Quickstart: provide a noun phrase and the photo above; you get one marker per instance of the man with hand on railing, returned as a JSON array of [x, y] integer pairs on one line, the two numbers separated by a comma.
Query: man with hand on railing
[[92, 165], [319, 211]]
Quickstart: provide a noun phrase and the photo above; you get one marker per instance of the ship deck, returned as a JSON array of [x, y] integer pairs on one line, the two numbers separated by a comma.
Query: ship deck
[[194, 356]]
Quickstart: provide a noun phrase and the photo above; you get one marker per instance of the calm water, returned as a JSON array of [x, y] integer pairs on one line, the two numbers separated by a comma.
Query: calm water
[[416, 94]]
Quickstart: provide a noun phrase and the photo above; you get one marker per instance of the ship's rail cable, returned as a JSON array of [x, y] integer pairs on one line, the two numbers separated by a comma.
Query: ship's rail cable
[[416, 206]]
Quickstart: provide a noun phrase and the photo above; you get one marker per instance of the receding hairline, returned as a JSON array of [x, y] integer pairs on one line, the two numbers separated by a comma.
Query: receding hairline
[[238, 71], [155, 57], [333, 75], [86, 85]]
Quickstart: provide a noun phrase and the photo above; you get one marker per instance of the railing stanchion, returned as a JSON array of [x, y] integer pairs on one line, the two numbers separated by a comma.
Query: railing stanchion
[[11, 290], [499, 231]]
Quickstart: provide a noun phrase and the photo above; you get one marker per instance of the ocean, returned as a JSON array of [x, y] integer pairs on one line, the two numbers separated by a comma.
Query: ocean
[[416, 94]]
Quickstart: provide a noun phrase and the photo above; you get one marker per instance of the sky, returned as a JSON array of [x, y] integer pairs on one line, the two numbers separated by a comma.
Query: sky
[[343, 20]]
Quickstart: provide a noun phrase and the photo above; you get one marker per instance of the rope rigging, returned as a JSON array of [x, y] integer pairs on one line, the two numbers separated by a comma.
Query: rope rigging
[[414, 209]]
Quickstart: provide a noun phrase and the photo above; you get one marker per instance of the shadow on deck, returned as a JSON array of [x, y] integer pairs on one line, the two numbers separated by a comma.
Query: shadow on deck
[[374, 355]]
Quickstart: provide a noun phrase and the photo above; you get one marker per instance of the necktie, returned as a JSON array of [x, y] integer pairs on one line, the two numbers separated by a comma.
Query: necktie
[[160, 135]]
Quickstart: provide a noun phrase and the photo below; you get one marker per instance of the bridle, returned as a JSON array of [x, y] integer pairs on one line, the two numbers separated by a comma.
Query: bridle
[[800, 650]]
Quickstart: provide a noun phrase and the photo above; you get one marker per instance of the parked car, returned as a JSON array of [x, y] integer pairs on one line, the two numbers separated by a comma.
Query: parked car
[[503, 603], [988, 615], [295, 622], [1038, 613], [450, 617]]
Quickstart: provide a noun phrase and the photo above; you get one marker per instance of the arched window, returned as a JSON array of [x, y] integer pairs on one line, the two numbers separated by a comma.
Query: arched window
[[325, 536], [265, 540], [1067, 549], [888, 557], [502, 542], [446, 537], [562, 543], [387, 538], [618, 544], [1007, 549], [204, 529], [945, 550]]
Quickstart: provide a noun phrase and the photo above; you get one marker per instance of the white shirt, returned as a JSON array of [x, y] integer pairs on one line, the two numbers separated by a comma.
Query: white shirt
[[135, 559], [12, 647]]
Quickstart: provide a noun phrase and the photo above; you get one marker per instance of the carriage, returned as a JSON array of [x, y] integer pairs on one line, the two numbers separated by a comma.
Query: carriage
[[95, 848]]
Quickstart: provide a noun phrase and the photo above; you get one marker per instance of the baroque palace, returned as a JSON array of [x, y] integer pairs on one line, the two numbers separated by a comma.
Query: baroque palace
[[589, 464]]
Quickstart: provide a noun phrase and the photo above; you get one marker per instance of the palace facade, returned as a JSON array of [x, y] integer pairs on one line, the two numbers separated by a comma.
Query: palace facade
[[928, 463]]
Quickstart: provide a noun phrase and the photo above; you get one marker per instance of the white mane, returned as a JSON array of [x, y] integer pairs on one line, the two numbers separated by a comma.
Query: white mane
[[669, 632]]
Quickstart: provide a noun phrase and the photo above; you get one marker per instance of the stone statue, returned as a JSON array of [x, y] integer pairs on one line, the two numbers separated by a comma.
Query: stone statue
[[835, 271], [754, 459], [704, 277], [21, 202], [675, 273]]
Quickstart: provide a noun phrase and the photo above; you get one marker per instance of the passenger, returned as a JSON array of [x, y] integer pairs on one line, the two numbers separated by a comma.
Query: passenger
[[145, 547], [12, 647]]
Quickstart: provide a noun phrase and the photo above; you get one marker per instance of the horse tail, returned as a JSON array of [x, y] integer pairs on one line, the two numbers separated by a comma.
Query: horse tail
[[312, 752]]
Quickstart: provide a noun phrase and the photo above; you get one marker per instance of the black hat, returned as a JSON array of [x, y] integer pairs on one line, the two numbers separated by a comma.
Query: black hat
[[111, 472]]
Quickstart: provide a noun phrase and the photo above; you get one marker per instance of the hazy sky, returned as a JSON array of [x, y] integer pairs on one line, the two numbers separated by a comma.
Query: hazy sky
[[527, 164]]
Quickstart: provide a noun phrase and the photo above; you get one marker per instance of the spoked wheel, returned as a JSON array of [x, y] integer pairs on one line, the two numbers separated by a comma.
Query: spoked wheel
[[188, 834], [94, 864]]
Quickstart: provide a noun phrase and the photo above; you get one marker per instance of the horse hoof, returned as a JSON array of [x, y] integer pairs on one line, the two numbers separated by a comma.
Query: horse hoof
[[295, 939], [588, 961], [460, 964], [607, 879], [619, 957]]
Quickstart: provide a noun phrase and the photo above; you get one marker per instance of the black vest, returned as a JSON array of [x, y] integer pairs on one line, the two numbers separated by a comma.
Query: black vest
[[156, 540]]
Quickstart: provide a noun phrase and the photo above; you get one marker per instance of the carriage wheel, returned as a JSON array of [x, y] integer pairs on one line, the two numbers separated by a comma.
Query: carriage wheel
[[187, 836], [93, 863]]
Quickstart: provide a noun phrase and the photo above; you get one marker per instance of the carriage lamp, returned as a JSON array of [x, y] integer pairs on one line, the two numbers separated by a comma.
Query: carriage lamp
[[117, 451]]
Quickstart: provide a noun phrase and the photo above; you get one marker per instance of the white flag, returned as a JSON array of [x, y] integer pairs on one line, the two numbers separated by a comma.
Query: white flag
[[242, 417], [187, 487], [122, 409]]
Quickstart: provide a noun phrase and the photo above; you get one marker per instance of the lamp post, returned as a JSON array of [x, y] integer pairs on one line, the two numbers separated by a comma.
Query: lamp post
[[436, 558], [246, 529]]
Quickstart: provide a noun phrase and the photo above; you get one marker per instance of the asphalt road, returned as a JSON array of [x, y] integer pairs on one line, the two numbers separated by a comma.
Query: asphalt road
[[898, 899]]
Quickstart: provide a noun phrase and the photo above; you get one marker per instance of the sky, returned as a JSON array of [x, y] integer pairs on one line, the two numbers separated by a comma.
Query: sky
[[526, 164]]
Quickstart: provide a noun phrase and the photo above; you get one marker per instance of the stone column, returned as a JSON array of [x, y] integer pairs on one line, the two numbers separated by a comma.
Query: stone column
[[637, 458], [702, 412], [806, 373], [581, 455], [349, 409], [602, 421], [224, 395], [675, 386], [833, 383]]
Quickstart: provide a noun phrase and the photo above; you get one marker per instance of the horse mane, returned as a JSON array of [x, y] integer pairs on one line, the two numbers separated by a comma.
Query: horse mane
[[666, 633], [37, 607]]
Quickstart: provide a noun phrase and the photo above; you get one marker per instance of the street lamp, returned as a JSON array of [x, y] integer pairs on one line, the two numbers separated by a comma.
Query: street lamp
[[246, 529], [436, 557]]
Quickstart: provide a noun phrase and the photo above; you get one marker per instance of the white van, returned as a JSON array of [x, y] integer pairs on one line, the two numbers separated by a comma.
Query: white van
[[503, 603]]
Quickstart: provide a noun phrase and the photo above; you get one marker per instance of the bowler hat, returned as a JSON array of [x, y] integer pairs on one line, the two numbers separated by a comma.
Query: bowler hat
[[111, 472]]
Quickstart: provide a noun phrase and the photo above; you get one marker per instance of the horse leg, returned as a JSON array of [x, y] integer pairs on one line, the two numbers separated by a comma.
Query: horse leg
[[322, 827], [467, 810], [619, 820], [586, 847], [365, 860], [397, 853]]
_ _ _ _ _ _ _
*Required work:* Going back over the entries above, copy word for word every line from the one that has "of the parked" on through the one that has "of the arched".

*Response to this task:*
Quickstart: provide a noun phrase and the photo above; you get one marker per instance of the parked car, returned as a JSON array of [x, y] integer pairs on one line, the two numbers separated by a comma.
Query: parked car
[[503, 603], [988, 615], [295, 622], [1038, 613], [450, 617]]
Quickstart: provide a noun phrase and the photo above; you get one marker per instance of the arched window, returned as a JSON array of [x, y] integer pairs on one line, the two numbers separated by a comma.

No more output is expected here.